# Emersed Plant id please



## aquatic-store.com (Jun 23, 2004)

Ok I found this plant in the local lake along with another one really close to the shore. 
This is in its emersed form. It was growing along the top of the water
Does anyone know what it is?
This plants submeted leaves were green look @ the bottom but it appears to be changing to a redder color
I know terrible photo
I have an idea from the new growth but not sure.
My guess would be l. repens


----------



## Phil Edwards (Jan 22, 2004)

That looks like a Ludwigia that's been grown emersed or in lower light. I've got some that look a lot like yours.


----------



## aquatic-store.com (Jun 23, 2004)

My guess on this one is repens is that what you think?

Thanks Marcus
Http://www.home-waterfalls.com


----------



## Phil Edwards (Jan 22, 2004)

That would be my guess too, but after seeing so many species here near my house it's hard for me to say anymore. :/ Going on the assumption that there are very few species common in the hobby, I would have to go with L. repens as well.


----------



## Rickylp (May 19, 2005)

Ludwigia repens

have some emersed and looks exactly the same.


----------



## Simpte 27 (Jul 16, 2004)

It seems you got your answer Marcus!


----------

§ §

■ TASKS TO COMPLETE:
1 – Answer these questions about the plant identification thread:
(a) According to the first post, what color were the plant's submerged leaves?
(b) Where was the plant found?
(c) Which species does Rickylp name?
2 – Express every line of the listing as a JSON list of strings, one string per line, leaving out blank lines and the pictures.
This listing is unrelated to the plant identification thread.

[Items from a data source]
§ §

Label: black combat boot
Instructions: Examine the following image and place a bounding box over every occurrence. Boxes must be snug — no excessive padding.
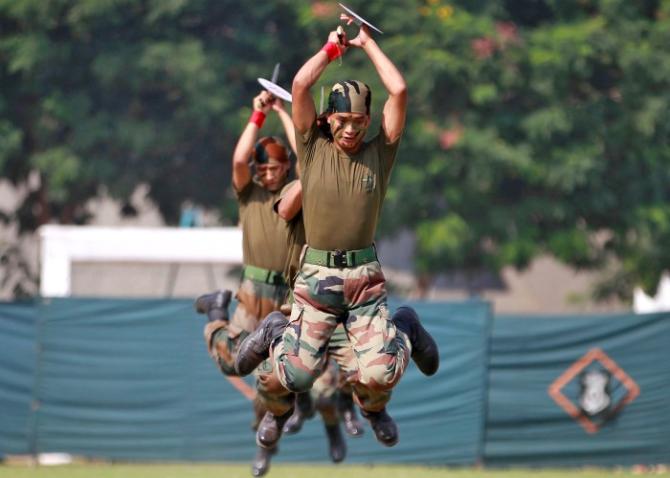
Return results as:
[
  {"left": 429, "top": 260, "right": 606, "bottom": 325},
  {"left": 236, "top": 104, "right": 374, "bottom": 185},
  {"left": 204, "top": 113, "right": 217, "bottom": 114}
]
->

§ §

■ REPLIES:
1 –
(a) Green
(b) In the local lake, close to the shore
(c) Ludwigia repens

2 –
[
  "Label: black combat boot",
  "Instructions: Examine the following image and place a bounding box over every occurrence. Boxes must be snug — no excessive padding.",
  "Return results as:",
  "[",
  "  {\"left\": 429, \"top\": 260, \"right\": 606, \"bottom\": 325},",
  "  {\"left\": 236, \"top\": 104, \"right\": 374, \"bottom\": 185},",
  "  {\"left\": 204, \"top\": 113, \"right\": 217, \"bottom\": 114}",
  "]",
  "->"
]